# Exercise material
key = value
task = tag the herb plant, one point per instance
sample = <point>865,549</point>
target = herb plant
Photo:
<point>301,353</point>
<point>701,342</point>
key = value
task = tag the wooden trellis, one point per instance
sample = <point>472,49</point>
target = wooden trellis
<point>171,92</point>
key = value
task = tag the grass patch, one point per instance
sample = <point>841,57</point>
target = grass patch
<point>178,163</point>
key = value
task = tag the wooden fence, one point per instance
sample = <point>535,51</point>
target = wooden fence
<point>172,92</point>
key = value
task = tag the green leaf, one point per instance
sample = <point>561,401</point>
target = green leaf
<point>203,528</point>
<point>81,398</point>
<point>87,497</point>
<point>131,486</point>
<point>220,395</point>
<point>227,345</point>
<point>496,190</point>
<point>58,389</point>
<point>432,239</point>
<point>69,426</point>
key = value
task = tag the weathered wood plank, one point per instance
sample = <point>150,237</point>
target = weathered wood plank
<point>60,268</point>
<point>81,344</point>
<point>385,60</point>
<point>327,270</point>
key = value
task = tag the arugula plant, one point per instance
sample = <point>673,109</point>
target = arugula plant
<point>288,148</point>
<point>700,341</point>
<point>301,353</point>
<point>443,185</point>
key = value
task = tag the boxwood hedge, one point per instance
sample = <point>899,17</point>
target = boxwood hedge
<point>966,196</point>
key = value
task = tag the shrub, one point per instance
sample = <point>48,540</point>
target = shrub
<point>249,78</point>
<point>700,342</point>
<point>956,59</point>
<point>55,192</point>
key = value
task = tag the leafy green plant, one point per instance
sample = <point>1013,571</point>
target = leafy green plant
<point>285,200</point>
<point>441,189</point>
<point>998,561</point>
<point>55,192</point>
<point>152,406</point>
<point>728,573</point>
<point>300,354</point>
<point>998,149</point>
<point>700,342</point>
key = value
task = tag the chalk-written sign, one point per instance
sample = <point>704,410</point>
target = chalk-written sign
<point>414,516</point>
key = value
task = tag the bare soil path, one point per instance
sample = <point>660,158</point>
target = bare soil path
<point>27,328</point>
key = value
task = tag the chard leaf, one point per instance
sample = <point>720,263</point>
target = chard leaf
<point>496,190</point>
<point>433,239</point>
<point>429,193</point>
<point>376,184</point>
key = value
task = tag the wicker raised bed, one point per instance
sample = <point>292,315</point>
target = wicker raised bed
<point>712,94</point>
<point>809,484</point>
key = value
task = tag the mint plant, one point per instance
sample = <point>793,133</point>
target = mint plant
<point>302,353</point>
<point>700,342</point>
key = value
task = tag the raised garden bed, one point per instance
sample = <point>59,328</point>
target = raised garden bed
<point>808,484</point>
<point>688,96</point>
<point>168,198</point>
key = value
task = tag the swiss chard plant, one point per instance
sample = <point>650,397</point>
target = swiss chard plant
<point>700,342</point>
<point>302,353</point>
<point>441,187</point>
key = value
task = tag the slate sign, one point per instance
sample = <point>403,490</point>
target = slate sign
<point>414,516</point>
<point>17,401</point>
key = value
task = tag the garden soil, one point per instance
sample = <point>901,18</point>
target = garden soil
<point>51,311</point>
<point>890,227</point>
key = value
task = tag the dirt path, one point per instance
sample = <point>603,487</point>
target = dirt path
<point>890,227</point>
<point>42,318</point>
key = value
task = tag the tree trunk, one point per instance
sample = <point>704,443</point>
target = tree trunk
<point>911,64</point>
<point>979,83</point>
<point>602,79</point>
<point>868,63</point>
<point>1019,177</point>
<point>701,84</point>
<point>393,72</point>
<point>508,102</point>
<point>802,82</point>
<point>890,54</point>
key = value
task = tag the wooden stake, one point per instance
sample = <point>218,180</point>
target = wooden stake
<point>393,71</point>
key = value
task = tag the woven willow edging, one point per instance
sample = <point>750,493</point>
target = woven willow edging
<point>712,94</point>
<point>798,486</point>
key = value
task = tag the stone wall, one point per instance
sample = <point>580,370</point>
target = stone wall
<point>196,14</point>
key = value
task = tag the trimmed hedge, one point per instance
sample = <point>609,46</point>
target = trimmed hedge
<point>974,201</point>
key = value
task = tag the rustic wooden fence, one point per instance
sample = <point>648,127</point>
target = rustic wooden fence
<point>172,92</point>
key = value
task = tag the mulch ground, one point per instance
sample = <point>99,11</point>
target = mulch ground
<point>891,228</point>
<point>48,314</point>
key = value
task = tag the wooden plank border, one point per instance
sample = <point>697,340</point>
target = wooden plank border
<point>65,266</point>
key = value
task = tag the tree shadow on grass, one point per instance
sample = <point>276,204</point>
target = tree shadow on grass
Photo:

# Brief
Can you copy out the records verbatim, starting with their very first line and stopping after the line that contains "<point>701,342</point>", with both of those lines included?

# Full solution
key = value
task = tag the herb plant, one point per instance
sample = <point>865,549</point>
target = herb plant
Photo:
<point>301,353</point>
<point>701,342</point>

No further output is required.